→ **Trecho selecionado**

A Terapia de Ativação Comportamental, considerada padrão-ouro no tratamento do Transtorno Depressivo Maior, é centralizada no planejamento de atividades prazerosas e satisfatórias. À primeira vista, esse simples objetivo pode despertar reações céticas em relação à proposta, levantando algumas questões: como pode a promoção de tarefas ser útil no tratamento de uma condição tão complexa como a depressão? Isso não é reducionista demais? Não seria uma forma de mascarar o problema, promovendo maneiras de evitar sentimentos dolorosos em uma falsa sensação de melhora?
A resposta curta para as duas últimas questões é: não. Para compreendermos a lógica dessa resposta (bem como responder a primeira questão), precisamos entender um pouco como se dá o desenvolvimento dos transtornos depressivos.
O organismo humano, como todos os outros seres vivos, é evolutivamente adaptado para lidar com os desafios do contexto em que vive. Está inclusa nessa adaptação a forma como reagimos a certos estressores e ameaças.
Diante de estressores suficientemente relevantes (estimulação aversiva), algumas alterações comportamentais são esperadas no organismo. Comportamentos focados na eliminação ou evitação desses estressores tendem a ocorrer com mais frequência, de maneira concomitante à redução de comportamentos que buscam prazer e satisfação. Na presença de um leão, não vamos estar interessados em jogar futebol, certo? Para garantir nossa segurança e sobrevivência, precisamos focar no perigo.

→ **Dados do exercício**
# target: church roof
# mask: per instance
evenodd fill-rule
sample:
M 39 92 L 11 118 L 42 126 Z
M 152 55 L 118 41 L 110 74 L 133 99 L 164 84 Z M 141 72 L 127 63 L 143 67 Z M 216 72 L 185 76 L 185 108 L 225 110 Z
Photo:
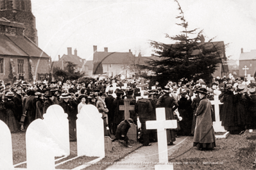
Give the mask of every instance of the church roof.
M 252 50 L 250 52 L 240 54 L 239 60 L 256 59 L 256 50 Z
M 6 56 L 49 58 L 26 36 L 0 34 L 0 54 Z
M 108 57 L 107 57 L 109 55 Z M 104 60 L 103 59 L 107 57 Z M 132 64 L 134 63 L 134 56 L 132 52 L 96 52 L 94 54 L 93 63 L 102 62 L 102 64 Z

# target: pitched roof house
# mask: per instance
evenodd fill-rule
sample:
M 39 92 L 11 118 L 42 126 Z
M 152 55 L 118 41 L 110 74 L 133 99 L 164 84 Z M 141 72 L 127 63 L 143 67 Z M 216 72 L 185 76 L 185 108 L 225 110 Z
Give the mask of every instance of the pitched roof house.
M 85 59 L 79 57 L 76 49 L 74 49 L 74 54 L 73 54 L 71 47 L 67 47 L 67 54 L 63 54 L 61 58 L 58 56 L 58 60 L 53 61 L 53 68 L 58 67 L 64 70 L 68 62 L 76 65 L 76 71 L 84 72 L 86 76 L 92 76 L 92 61 L 86 61 Z
M 239 77 L 244 77 L 244 68 L 246 66 L 246 73 L 251 77 L 256 77 L 256 50 L 251 50 L 250 52 L 244 52 L 243 49 L 241 49 L 239 57 Z

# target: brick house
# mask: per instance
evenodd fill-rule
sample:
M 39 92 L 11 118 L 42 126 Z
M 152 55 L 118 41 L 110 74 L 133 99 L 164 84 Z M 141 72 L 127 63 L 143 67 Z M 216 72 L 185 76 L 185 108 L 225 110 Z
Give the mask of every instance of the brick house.
M 0 79 L 48 78 L 50 57 L 24 34 L 23 24 L 0 19 Z
M 72 48 L 67 47 L 67 54 L 63 54 L 60 58 L 58 56 L 58 60 L 53 61 L 53 68 L 59 68 L 65 70 L 68 62 L 71 62 L 76 65 L 74 70 L 76 71 L 85 73 L 85 76 L 92 76 L 92 61 L 86 61 L 78 56 L 76 49 L 74 50 L 74 54 L 72 54 Z
M 251 77 L 256 77 L 256 50 L 251 50 L 250 52 L 244 52 L 243 49 L 241 49 L 239 57 L 239 77 L 244 77 L 244 70 L 243 68 L 246 66 L 247 74 Z

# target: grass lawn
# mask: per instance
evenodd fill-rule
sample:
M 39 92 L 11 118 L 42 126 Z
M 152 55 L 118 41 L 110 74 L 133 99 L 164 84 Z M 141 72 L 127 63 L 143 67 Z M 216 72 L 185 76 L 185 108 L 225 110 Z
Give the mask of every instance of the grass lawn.
M 25 136 L 26 134 L 24 132 L 12 134 L 13 165 L 26 160 Z M 114 136 L 112 136 L 112 137 L 114 137 Z M 141 143 L 132 141 L 130 141 L 130 145 L 132 145 L 133 148 L 126 148 L 124 146 L 122 142 L 119 143 L 118 141 L 114 142 L 112 145 L 113 150 L 111 151 L 105 151 L 105 157 L 100 161 L 99 164 L 93 164 L 84 169 L 104 169 L 111 164 L 102 164 L 102 162 L 104 162 L 112 163 L 114 162 L 117 162 L 123 158 L 124 157 L 126 156 L 130 153 L 142 146 L 142 144 Z M 56 162 L 55 164 L 60 163 L 64 160 L 77 157 L 76 142 L 70 143 L 70 149 L 71 155 L 67 158 Z M 55 157 L 55 159 L 58 158 L 59 157 Z M 64 163 L 64 164 L 63 165 L 60 165 L 56 168 L 71 169 L 77 166 L 81 166 L 81 162 L 88 162 L 96 158 L 97 157 L 81 157 L 78 158 L 76 158 L 70 162 Z M 16 167 L 26 168 L 26 164 L 20 165 L 19 166 L 17 166 Z
M 255 132 L 230 134 L 217 139 L 214 150 L 199 151 L 192 147 L 193 139 L 189 137 L 169 157 L 169 162 L 176 164 L 174 169 L 255 169 Z

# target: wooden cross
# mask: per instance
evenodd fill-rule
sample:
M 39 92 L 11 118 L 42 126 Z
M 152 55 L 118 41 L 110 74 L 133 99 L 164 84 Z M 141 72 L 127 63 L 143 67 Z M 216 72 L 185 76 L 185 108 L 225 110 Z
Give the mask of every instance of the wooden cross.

→ **O que se pede**
1 - Altere o trecho do texto sobre a Terapia de Ativação Comportamental que vai de "A resposta curta" até "estressores e ameaças.", substituindo "organismo humano" por "corpo humano", e apresente o resultado.
2 - Traduza para o inglês, por favor, esta frase do texto sobre a Terapia de Ativação Comportamental: "Para garantir nossa segurança e sobrevivência, precisamos focar no perigo."
3 - Prossiga com o texto sobre a Terapia de Ativação Comportamental a partir do ponto em que ele termina.

→ **Respostas por tarefa**
1 -
A resposta curta para as duas últimas questões é: não. Para compreendermos a lógica dessa resposta (bem como responder a primeira questão), precisamos entender um pouco como se dá o desenvolvimento dos transtornos depressivos.
O corpo humano, como todos os outros seres vivos, é evolutivamente adaptado para lidar com os desafios do contexto em que vive. Está inclusa nessa adaptação a forma como reagimos a certos estressores e ameaças.

2 - To ensure our safety and survival, we need to focus on the danger.

3 -
Nesse ponto, novas questões podem ser levantadas: qual é a relação entre essas alterações e o transtorno depressivo? Se somos tão adaptáveis ao contexto, como é possível que essa adaptação se torne um problema?
Primeiramente: não somos necessariamente adaptados para sermos felizes. O mal-estar e o desconforto também fazem sentido e são necessários quando precisamos lidar efetivamente com certos contextos.
“Segundamente”: diferente de situações primitivas de sobrevivência, os problemas contemporâneos não são facilmente evitados ou eliminados. Como resultado, ficamos comportamentalmente voltados à identificação e evitação de estressores (que não são efetivamente evitados), e deixamos cada vez mais de fazer o que nos importa e nos traz prazer.
Em última análise, abrimos mão da nossa vida em busca da resolução definitiva de problemas insolúveis.
O resultado da nossa luta é uma redução comportamental generalizada: diante de estimulação aversiva, ficamos menos interessados em fazer atividades prazerosas, satisfatórias e valorosas. Menos interessados, fazemos menos. Fazendo menos, essas atividades ficam cada vez mais faltosas em nossa vida (enquanto a estimulação aversiva continua à vista). Essa falta afeta significativamente nossa motivação, nos deixando ainda menos dispostos.
A falta de atividades prazerosas e satisfatórias, somada à presença predominante de estimulação aversiva e a impossibilidade de eliminá-la, nos torna desinteressados, passivos, infelizes ou apáticos. Deprimidos.
Compreendendo como todo esse processo se desenvolve e como nos tornamos deprimidos, a promoção de atividades prazerosas e satisfatórias faz total sentido. A partir dessas atividades, vamos naturalmente sendo estimulados e tendemos a ficar mais ativos e dispostos. Nesse contexto, o desenvolvimento de novos repertórios para resolução de problemas se torna muito mais fácil. Conseguimos, finalmente, voltar a nos mover e a buscar o que nos importa na vida.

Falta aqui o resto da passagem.